▸ Exercise goal
In the forum thread below on women's skis, why does Hawkshot99 recommend the True-Luv over the First-Luv? Explain in one to three sentences.

======== Text extract ========

# Ladies...



## Edd (Oct 27, 2008)

I could use some ski advice for my girlfriend.  She's still a novice, blues can be tricky.  As she's always on a set of rental skis, it makes it more difficult to advance I think.

What is a good womens ski to take someone from novice to intermediate?  A confidence builder?  I think an established model that's been around a few years would be ideal.


----------



## RISkier (Oct 27, 2008)

The K2 Luv series have gotten great reviews.  I don't recall the names but one of those in the 68-70 under foot width.  My wife has the burnin' luvs and loves them but I'm thinking something a tad softer.  They had a ski that was basically the same dimensions and just a little softer.  I recall a one luv that comes to mind.


----------



## wa-loaf (Oct 27, 2008)

K2 first love. But I'm not a lady, so take it with a grain of salt. Where's Trekchick?


----------



## Hawkshot99 (Oct 27, 2008)

K2 Luv series without a doubt.  I have skied them all from the First up to the Burning Luv.  They are awesome skis.  
I would recommend the True-Luv over a First-Luv.  The "true" will give her some growing room over the "first", but they are all great skis.


----------



## Trekchick (Oct 27, 2008)

K2 first luv is not something that will take her to the next level.  You want to go with a carver or something more of a midfat that will help her excel and blow away the crud?

======== Source data ========

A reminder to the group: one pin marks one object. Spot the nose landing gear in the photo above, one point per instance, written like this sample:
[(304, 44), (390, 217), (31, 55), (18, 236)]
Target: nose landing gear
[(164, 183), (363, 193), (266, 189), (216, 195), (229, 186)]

========

▸ Written answer
Hawkshot99 says the True-Luv will give her some growing room that the First-Luv won't. The recommendation is still made within a series that Hawkshot99 considers great throughout, having skied every model from the First up to the Burning Luv.